§ **DIRECTION**: Count the lines in the listing below that contain the string "crank". Reply with the number only.

§ **SUPPLIED MATERIAL**:

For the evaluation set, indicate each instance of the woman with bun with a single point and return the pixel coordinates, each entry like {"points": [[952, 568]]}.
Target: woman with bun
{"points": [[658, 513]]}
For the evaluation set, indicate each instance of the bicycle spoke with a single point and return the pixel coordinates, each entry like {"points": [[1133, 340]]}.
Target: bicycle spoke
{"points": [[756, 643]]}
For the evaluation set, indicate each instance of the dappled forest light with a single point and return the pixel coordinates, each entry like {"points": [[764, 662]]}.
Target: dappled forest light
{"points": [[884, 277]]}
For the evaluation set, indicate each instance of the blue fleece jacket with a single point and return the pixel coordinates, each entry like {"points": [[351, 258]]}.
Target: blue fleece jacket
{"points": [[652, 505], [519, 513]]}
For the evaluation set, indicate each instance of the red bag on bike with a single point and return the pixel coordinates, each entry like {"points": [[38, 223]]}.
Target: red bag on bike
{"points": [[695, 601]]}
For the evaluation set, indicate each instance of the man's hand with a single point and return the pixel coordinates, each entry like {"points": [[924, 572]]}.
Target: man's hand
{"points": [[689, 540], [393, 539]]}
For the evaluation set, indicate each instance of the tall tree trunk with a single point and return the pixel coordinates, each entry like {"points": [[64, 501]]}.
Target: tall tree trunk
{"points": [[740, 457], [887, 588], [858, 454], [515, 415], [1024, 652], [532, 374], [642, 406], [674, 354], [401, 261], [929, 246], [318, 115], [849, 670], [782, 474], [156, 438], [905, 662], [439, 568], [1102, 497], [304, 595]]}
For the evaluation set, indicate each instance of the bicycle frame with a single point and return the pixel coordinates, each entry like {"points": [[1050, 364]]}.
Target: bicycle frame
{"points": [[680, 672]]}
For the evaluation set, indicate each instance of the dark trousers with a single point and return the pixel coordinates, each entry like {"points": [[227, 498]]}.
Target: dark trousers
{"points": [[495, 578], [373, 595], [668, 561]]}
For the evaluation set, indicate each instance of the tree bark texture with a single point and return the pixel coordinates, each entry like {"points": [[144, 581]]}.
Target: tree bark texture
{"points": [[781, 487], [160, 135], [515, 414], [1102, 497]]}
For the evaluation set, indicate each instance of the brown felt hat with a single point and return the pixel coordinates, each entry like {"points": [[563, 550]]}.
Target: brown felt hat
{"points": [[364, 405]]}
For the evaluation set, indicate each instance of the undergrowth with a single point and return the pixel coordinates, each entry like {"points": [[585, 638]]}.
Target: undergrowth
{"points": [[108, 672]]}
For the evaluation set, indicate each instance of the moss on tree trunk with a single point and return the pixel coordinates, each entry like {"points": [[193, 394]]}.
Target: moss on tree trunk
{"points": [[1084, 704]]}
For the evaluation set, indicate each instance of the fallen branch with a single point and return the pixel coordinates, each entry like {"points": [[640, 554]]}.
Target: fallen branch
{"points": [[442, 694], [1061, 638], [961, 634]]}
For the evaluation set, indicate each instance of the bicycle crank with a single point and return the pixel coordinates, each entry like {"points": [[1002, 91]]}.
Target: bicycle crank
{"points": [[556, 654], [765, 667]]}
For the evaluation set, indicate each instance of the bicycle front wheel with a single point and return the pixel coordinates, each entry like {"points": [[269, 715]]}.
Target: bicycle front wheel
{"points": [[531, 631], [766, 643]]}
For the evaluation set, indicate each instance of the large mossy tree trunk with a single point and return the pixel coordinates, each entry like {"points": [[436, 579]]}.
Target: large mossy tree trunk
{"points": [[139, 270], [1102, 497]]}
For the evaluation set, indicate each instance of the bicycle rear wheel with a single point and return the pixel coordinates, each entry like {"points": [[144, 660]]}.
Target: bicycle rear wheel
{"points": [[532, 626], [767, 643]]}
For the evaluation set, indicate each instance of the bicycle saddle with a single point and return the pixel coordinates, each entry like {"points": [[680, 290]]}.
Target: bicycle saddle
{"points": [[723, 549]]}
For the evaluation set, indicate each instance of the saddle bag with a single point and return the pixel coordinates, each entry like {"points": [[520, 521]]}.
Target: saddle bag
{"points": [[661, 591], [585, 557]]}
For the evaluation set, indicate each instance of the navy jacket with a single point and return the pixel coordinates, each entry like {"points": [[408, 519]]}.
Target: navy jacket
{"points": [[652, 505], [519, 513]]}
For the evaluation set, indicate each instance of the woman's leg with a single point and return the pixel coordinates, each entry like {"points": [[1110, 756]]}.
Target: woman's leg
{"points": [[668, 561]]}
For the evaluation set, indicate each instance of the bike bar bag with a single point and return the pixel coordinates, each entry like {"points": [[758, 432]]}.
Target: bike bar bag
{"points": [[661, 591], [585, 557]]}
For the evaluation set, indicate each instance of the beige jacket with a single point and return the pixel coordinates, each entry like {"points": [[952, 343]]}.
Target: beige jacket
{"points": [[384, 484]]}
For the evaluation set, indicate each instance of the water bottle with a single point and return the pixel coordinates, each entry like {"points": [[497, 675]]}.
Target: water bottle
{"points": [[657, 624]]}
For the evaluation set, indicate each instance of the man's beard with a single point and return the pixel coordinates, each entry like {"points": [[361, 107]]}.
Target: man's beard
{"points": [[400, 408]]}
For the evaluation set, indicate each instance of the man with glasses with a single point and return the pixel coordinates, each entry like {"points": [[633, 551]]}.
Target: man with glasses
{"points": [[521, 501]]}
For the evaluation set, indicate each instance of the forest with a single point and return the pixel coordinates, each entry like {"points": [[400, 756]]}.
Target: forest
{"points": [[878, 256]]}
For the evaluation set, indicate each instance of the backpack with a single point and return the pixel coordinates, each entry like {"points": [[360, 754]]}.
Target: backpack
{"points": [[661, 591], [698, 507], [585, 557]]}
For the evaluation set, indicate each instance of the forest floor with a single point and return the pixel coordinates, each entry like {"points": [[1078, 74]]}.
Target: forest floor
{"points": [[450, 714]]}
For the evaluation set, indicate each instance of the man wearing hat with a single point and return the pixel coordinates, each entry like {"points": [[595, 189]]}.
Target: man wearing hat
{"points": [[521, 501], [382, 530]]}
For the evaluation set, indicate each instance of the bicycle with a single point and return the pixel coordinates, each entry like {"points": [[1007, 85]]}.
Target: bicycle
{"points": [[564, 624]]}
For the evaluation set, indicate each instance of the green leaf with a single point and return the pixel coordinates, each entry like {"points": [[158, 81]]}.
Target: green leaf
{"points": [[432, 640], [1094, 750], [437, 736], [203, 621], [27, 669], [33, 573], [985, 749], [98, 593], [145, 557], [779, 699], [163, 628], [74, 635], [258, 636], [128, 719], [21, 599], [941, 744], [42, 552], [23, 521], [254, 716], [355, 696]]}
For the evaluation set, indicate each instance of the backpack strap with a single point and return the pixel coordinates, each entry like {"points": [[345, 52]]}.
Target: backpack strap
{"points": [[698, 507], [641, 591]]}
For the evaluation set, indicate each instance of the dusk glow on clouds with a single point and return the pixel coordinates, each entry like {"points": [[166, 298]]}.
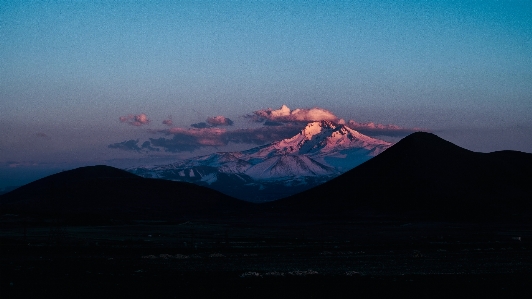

§ **RESULT OF THE EXERCISE**: 2